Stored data

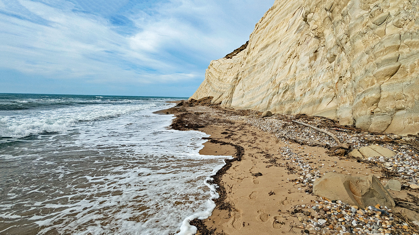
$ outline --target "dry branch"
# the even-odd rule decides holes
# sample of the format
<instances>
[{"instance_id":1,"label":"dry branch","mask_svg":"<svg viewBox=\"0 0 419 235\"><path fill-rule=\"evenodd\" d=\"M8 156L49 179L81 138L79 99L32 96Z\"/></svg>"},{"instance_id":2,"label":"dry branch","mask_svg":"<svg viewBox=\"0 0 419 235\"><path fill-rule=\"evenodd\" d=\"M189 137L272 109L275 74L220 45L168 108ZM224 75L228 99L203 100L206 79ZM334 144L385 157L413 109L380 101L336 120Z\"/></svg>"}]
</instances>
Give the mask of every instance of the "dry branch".
<instances>
[{"instance_id":1,"label":"dry branch","mask_svg":"<svg viewBox=\"0 0 419 235\"><path fill-rule=\"evenodd\" d=\"M319 142L318 141L316 141L316 140L309 140L308 139L305 139L304 138L301 138L301 137L295 137L296 139L298 139L300 140L303 140L306 142L314 143L318 145L321 145L322 146L327 146L327 144L325 144L323 143Z\"/></svg>"},{"instance_id":2,"label":"dry branch","mask_svg":"<svg viewBox=\"0 0 419 235\"><path fill-rule=\"evenodd\" d=\"M332 133L331 133L330 132L329 132L328 131L327 131L327 130L323 130L323 129L320 129L319 128L317 128L317 127L315 127L315 126L314 126L313 125L310 125L310 124L306 124L306 123L302 123L302 122L298 122L298 121L296 121L295 120L292 120L292 121L294 122L295 122L295 123L298 123L299 124L301 124L302 125L304 125L306 126L308 126L308 127L311 127L311 128L314 129L314 130L317 130L318 131L320 131L321 132L323 132L323 133L324 133L325 134L327 134L327 135L330 135L338 143L338 146L337 147L337 148L346 148L346 149L349 148L349 144L348 144L347 143L342 143L342 141L341 141L339 139L339 138L338 138L338 137L336 136L336 135L334 135L334 134L332 134Z\"/></svg>"}]
</instances>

__OBJECTIVE__:
Extract all the entries word for word; omit any pictures.

__EXERCISE ANSWER__:
$ outline --target "dry branch"
# the even-odd rule decides holes
# sample of the format
<instances>
[{"instance_id":1,"label":"dry branch","mask_svg":"<svg viewBox=\"0 0 419 235\"><path fill-rule=\"evenodd\" d=\"M8 156L49 179L81 138L79 99L32 96Z\"/></svg>"},{"instance_id":2,"label":"dry branch","mask_svg":"<svg viewBox=\"0 0 419 235\"><path fill-rule=\"evenodd\" d=\"M189 137L272 109L275 74L220 45L168 108ZM224 75L228 99L203 100L206 79ZM334 144L385 157L413 109L380 101L336 120Z\"/></svg>"}]
</instances>
Give the mask of every instance of the "dry branch".
<instances>
[{"instance_id":1,"label":"dry branch","mask_svg":"<svg viewBox=\"0 0 419 235\"><path fill-rule=\"evenodd\" d=\"M319 142L318 141L316 141L316 140L309 140L308 139L305 139L304 138L301 138L301 137L295 137L296 139L298 139L300 140L303 140L306 142L314 143L318 145L321 145L322 146L327 146L327 144L325 144L323 143Z\"/></svg>"},{"instance_id":2,"label":"dry branch","mask_svg":"<svg viewBox=\"0 0 419 235\"><path fill-rule=\"evenodd\" d=\"M332 133L331 133L330 132L329 132L328 131L327 131L327 130L323 130L323 129L320 129L319 128L317 128L317 127L315 127L315 126L314 126L313 125L310 125L310 124L306 124L306 123L302 123L302 122L298 122L298 121L296 121L295 120L292 120L292 121L294 122L295 122L295 123L298 123L299 124L301 124L302 125L304 125L306 126L308 126L308 127L311 127L311 128L314 129L314 130L317 130L318 131L320 131L321 132L323 132L323 133L324 133L325 134L327 134L327 135L330 135L338 143L338 146L337 147L337 148L346 148L346 149L349 148L349 144L348 144L347 143L342 143L342 141L341 141L339 139L339 138L338 138L338 137L336 136L336 135L334 135L334 134L332 134Z\"/></svg>"}]
</instances>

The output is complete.